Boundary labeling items
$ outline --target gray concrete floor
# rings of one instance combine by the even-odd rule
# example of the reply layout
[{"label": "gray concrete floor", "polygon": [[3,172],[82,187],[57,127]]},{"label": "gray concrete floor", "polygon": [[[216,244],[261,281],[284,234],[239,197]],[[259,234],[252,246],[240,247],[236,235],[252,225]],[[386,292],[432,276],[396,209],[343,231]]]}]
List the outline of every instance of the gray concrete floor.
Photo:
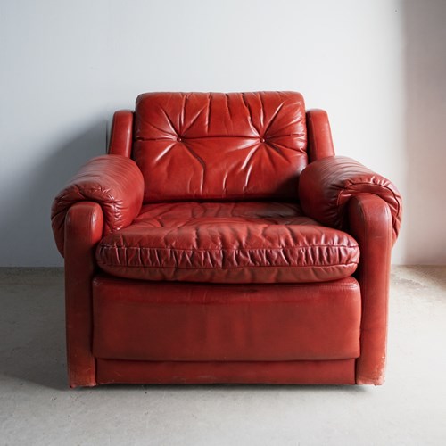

■ To do: Copy the lines of the rows above word for word, covering every row, and omit the pictures from your answer.

■ Written answer:
$ outline --target gray concrete floor
# rings of one instance combine by the even-odd rule
# example of the reply layout
[{"label": "gray concrete floor", "polygon": [[3,172],[82,187],[57,127]]},{"label": "gray concrete floor", "polygon": [[[216,244],[261,281],[284,234],[239,197]],[[259,234],[252,246],[240,247],[236,235],[252,225]],[[386,292],[432,276],[396,209],[343,231]]]}]
List the outline of every instance of the gray concrete floor.
Photo:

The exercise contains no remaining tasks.